Answer these questions using the tribute to Martha Erlebacher below:
1. For how many years did she teach at the New York Academy of Art, and which subjects did she teach there?
2. What did she issue to her students to counteract the uncertainties of learning to draw the figure?
3. What does the concept called "form sense" refer to?

Excerpt provided =>
* * * * * * *

“A Hedge Against Death…”

Martha Mayer Erlebacher, 1937–2013

We were saddened to learn today of the death in Philadelphia of Martha Erlebacher, figurative artist and teacher. Martha was closely affiliated with the New York Academy of Art over many years, serving as Chair of the MFA program in 1996, and teaching Drawing, Painting and Anatomy there for 14 years from 1992–2006. During our time at NYAA, Melinda and I both studied anatomy with Martha, and her influence has informed our own art and teaching ever since.

As a teacher, Martha was ferocious. My experience in her anatomy class at the Academy was probably typical: I was cowed by her criticism – which could be withering –  but the wealth of information she had to impart was like water in the desert. During her lectures I took copious notes which I used for many years forward to inform my own teaching.

Her style of instruction wasn’t for everyone. I know that some of her former students chafed under her demands and felt she was too inflexible and unyielding in her expectations – in her own understanding of “correctness”. But I liked the clarity she brought to her classes. She was well aware of the uncertainties and ambiguities that go along with learning to draw the figure, and did her best to counteract them by issuing “laws” to her students – inviolable principles of structure, proportion and light that, for the purposes of learning, provided solid ground for hesitant students unsure of how to proceed. For me, a student struggling with the monumental difficulty of learning to draw the figure, Martha’s “laws” were a light in the darkness.

Moreover, her influence went beyond understanding head lengths and muscle groups. Martha had a keen intellect and was a forceful advocate for the capacity of figurative art to convey meaning. Representations of the flesh, she argued, could offer insight on the human condition, and she exhorted us to think about what we were doing with imagery. In her artist’s statement, Martha says “I try to make art which reaffirms to the viewer that there is a value in human life. It should give the sense that one is not alone, and that one is part of a group with similar needs, longings, hopes, dreams, fears and desires which transcend time.” And she challenged us to do the same.

I was ever-so-briefly in contact with Martha a few months ago. I had a question about a concept she used to discuss in her classes called “form sense” which refers to an artist’s particular and unique expression of organic form in artwork. In response to my question she sent me a thoughtfully written explanation of the concept as she understood it. It wasn’t written for me – I assume it to be an excerpt from her lecture notes or other material she shared with her students – but I was happy to receive it. Not only does it explain the concept eloquently, as I would expect coming from her, but I can hear her voice so clearly when I read it – the vocabulary, the cadence… it’s just so Martha.

* * * * * * *

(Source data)
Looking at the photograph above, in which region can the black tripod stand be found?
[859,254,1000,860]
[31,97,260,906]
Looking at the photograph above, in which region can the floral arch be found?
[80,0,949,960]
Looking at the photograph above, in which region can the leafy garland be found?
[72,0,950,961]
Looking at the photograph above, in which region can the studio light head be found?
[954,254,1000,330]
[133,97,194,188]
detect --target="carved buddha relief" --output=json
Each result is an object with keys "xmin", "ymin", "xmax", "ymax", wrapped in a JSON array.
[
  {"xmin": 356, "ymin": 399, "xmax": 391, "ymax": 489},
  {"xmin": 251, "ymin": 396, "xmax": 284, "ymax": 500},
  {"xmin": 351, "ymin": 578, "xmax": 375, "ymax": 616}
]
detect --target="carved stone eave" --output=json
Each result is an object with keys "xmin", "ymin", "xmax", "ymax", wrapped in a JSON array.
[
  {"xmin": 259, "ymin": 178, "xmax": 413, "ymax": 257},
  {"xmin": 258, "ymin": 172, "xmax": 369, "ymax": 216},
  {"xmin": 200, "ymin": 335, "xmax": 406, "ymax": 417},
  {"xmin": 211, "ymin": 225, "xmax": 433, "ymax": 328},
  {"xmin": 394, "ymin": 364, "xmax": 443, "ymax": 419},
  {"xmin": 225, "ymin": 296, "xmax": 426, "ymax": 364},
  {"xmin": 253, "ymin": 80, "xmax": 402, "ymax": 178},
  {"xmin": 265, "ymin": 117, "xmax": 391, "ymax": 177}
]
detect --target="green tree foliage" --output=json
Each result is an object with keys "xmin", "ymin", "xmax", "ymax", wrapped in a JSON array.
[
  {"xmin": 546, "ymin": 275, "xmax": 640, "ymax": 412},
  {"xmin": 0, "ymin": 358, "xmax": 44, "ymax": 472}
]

* * * * * * *

Exercise response =>
1. She taught there for 14 years, from 1992 to 2006, teaching Drawing, Painting and Anatomy.
2. She issued "laws," which were inviolable principles of structure, proportion and light.
3. It refers to an artist's particular and unique expression of organic form in artwork.